(PAGE EXTRACT):
━━━━━━━━━━━━━━━━━━━━━━━━━━━━━━

I imagine that Hut 7 was chosen partly because of the number of machines it contained, partly because they could be used theatrically to impress the PM, and partly because each of the functions carried out on them could be explained to him in language he would understand, whereas, if he had been taken to see the Bombes, it would have been much harder to explain what was happening.

He would see how a message header and (say) the first ten groups of the message were punched onto cards, then see how a couple of thousand messages could be sorted: into date and time order, perhaps, or by recipient. He could see how a cipher group could be followed through several messages, and how cards could be duplicated if they were valuable as references.

All of this would be to impress upon the PM that the seemingly fantastic resources BP was requesting were not for some sort of vanity project, but rather for the machine age's version of the Room 40 he had been responsible for when it first broke into German naval codes early in November 1914.

The value of the visit came a few weeks' later when four rather naïve cryptanalysts, seeing that the holdups and shortages Bletchley Park was facing were significantly reducing the organisation's intelligence productivity, wrote to the Prime Minister asking him to unlock the delivery of resources. His answer was an instruction to his senior aides, General Ismay and Sir Edward Bridges, to 'make sure they have all they want on extreme priority and report to me that this has been done'.

Many years later Ronald Whelan MBE, one of two brothers Freeborn had brought with him to Bletchley Park in 1940 from Letchworth, remembered the visit in a memoir (TNA HW 25/22) of the work of Hut 7.

━━━━━━━━━━━━━━━━━━━━━━━━━━━━━━

(EXERCISE MATERIALS):
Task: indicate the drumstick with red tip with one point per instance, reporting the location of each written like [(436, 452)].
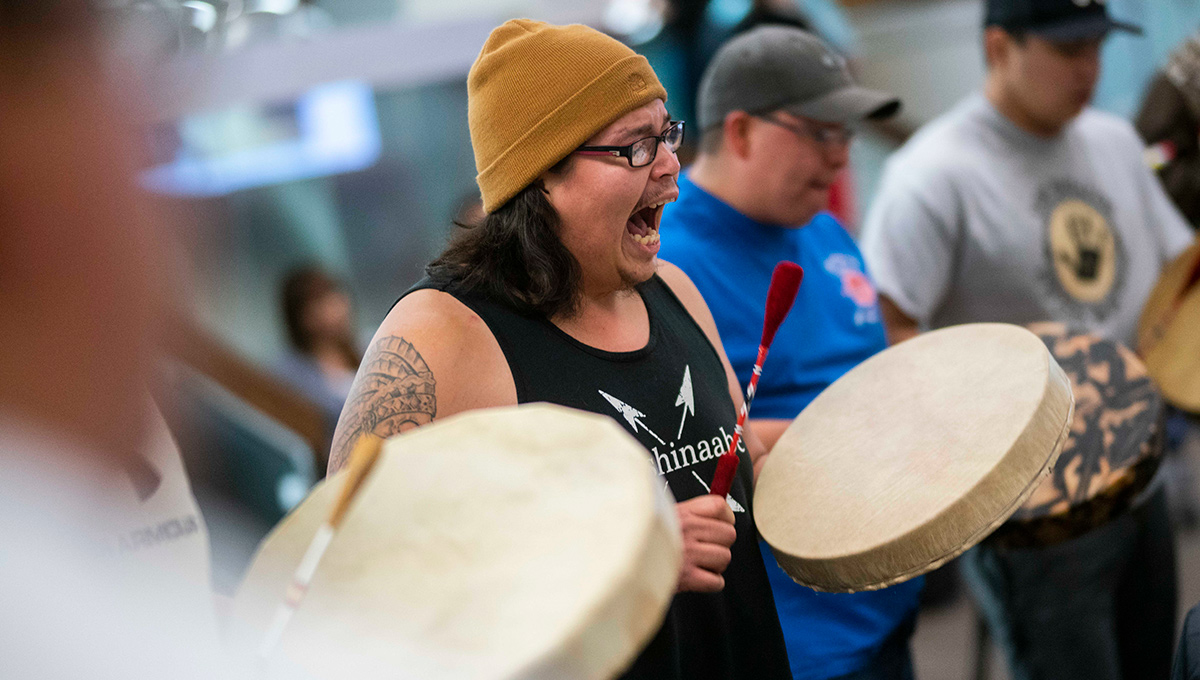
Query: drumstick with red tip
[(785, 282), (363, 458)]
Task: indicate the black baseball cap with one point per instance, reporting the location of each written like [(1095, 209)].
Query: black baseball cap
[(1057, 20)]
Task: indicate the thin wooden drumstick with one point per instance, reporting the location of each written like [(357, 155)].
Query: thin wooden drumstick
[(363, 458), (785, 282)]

━━━━━━━━━━━━━━━━━━━━━━━━━━━━━━

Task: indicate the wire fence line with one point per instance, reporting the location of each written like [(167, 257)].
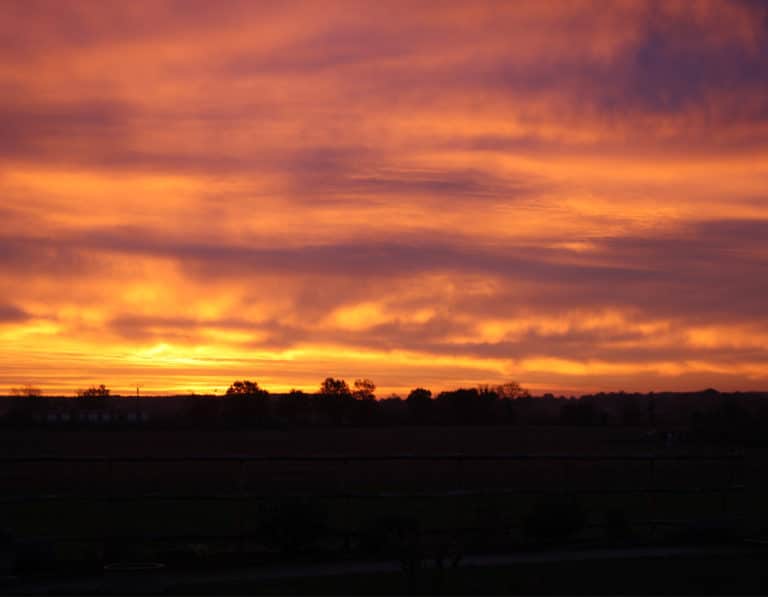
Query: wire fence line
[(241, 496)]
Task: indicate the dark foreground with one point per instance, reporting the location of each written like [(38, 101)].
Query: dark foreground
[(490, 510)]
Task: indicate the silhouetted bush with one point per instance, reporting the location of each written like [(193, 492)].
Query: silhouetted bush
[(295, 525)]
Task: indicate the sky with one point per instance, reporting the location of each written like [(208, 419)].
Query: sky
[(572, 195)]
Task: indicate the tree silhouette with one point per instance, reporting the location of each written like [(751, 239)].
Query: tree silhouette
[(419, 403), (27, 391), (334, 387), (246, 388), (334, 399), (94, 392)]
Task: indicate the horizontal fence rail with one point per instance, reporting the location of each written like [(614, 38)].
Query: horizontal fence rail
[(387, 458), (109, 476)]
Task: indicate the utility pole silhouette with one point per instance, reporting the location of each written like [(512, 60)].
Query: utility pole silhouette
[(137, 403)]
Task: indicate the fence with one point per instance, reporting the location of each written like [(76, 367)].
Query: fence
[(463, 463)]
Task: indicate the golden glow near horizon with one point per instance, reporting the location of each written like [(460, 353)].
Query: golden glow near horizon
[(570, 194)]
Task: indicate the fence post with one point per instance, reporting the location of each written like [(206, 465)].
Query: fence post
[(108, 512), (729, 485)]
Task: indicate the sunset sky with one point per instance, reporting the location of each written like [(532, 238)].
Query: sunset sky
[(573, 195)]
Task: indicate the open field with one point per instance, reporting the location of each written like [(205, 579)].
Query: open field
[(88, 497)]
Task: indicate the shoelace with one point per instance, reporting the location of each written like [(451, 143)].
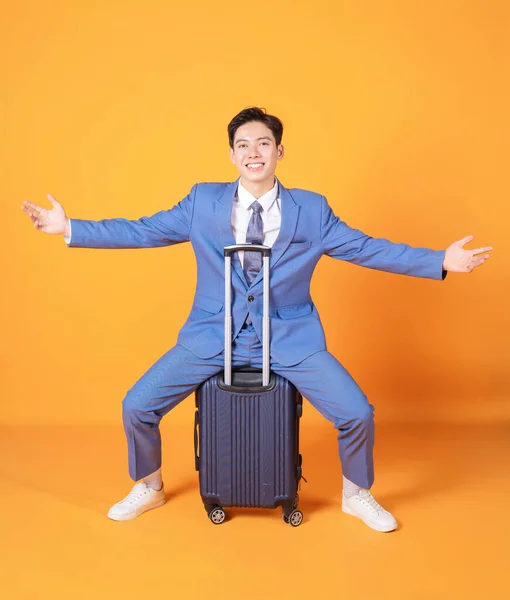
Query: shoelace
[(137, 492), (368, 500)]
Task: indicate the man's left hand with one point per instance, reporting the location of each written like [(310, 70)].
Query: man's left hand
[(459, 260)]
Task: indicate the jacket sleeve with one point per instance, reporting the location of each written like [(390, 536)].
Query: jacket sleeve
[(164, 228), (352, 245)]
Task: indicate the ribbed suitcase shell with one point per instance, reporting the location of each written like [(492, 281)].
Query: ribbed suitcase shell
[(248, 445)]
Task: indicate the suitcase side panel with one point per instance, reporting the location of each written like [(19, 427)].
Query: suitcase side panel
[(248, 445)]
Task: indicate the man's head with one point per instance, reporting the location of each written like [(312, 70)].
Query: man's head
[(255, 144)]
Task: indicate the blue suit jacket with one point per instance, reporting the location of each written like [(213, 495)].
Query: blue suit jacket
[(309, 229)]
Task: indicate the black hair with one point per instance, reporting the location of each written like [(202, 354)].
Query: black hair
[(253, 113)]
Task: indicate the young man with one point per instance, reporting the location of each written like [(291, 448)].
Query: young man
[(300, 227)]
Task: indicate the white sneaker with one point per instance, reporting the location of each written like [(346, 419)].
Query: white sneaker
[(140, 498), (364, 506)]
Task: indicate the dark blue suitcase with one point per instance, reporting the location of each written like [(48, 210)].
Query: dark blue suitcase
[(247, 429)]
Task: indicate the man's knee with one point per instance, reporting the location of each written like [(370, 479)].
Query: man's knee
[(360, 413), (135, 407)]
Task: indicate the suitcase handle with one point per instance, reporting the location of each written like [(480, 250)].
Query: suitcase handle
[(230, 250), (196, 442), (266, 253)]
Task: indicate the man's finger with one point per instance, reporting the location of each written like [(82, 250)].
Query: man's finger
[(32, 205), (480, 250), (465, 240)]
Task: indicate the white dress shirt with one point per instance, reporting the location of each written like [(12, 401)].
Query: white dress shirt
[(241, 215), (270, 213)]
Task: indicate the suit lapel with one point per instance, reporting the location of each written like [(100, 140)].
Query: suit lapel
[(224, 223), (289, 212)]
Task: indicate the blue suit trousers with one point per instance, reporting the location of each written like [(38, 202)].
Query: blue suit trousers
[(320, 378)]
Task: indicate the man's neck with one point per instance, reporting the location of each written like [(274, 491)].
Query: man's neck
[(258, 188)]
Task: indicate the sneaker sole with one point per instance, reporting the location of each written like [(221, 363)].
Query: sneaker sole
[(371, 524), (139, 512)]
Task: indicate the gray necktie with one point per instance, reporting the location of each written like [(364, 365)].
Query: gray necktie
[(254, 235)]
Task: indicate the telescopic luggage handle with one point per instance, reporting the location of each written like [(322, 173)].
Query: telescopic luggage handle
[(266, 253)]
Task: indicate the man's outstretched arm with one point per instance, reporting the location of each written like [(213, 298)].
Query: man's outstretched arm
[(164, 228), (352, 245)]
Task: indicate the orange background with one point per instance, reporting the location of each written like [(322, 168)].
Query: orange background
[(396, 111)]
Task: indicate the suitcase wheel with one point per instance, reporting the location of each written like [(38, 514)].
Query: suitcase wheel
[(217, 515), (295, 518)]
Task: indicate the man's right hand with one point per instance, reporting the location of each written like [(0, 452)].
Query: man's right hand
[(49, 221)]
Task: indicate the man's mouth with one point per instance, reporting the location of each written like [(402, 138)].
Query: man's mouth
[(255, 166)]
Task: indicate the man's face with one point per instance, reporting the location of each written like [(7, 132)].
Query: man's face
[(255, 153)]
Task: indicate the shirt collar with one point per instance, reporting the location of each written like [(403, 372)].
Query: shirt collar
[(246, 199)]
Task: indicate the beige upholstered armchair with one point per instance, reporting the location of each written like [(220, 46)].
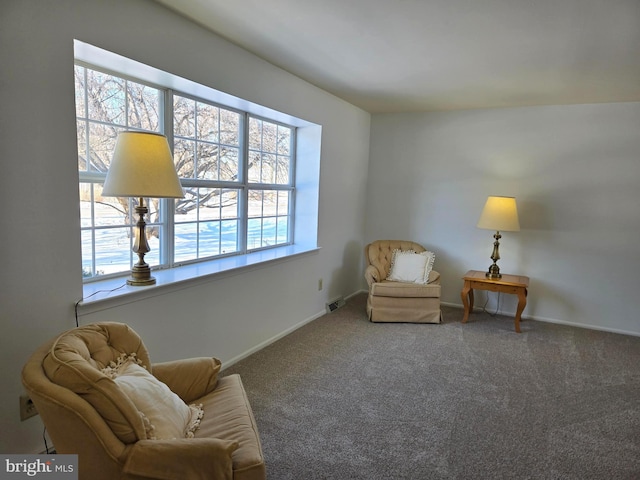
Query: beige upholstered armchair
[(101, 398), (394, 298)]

━━━━━━━━━━━━━━━━━━━━━━━━━━━━━━

(PROBLEMS TO WORK ON):
1. According to the Bletchley Park extract, which two senior aides did the Prime Minister instruct?
2. Rewrite the rows starting with the line with "Task: indicate the drumstick" and going on through the line with "[(363, 458), (785, 282)]", swapping "drumstick" for "mallet" and changing nothing else. Leave the pictures out.
The page extract and the rows were taken from unrelated sources.

(EXPECTED OUTPUTS):
1. General Ismay and Sir Edward Bridges.

2.
Task: indicate the mallet with red tip with one point per instance, reporting the location of each written like [(436, 452)].
Query: mallet with red tip
[(785, 282), (363, 458)]
Task: indicate the black baseball cap with one point per instance, reporting the location of each written like [(1095, 209)].
Query: black baseball cap
[(1057, 20)]
Task: indicate the thin wooden mallet with one point per instance, reporting the location of each written like [(357, 155)].
Query: thin wooden mallet
[(363, 458), (785, 282)]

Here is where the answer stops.